_GIVEN TASK_: Please print each of the rows below word for word, line by line.

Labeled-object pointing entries
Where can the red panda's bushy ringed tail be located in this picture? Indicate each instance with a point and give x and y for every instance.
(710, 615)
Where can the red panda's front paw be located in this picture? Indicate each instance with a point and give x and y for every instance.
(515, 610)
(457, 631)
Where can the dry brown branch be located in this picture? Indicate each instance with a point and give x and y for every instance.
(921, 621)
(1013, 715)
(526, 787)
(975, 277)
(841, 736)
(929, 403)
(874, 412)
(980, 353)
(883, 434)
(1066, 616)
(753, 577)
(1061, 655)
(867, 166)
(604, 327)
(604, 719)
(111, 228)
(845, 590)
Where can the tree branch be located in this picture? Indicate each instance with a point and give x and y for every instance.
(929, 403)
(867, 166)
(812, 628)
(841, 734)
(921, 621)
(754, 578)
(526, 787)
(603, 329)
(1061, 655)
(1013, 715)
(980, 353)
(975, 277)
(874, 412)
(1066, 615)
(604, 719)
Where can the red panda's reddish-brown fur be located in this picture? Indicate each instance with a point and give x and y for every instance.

_IN RESPONSE_:
Where can the red panda's bushy ringed tail be located in this picture? Indicate each instance with a point and give x and y for every instance.
(710, 615)
Where can the red panda's front paw be located in this picture? Indicate each instance with a point and give x and y for every instance.
(515, 610)
(457, 631)
Where can the dry brown branch be located in this picture? Indicate each instance with a point and give x and y for every instance.
(921, 621)
(1013, 715)
(526, 787)
(975, 277)
(841, 736)
(929, 403)
(874, 412)
(980, 353)
(883, 434)
(1066, 616)
(753, 577)
(1061, 655)
(867, 166)
(604, 327)
(604, 719)
(111, 228)
(845, 590)
Where can the tree branch be located in this picture? Indicate each instance with a point and give x and y for every instance.
(929, 403)
(867, 166)
(812, 628)
(841, 734)
(921, 621)
(754, 578)
(526, 787)
(603, 329)
(1061, 655)
(1013, 715)
(980, 353)
(975, 277)
(874, 412)
(1066, 615)
(604, 719)
Where can the red panda's reddish-brown fur be located in this picture? Indicate each instance with a point and give x and y for every instance.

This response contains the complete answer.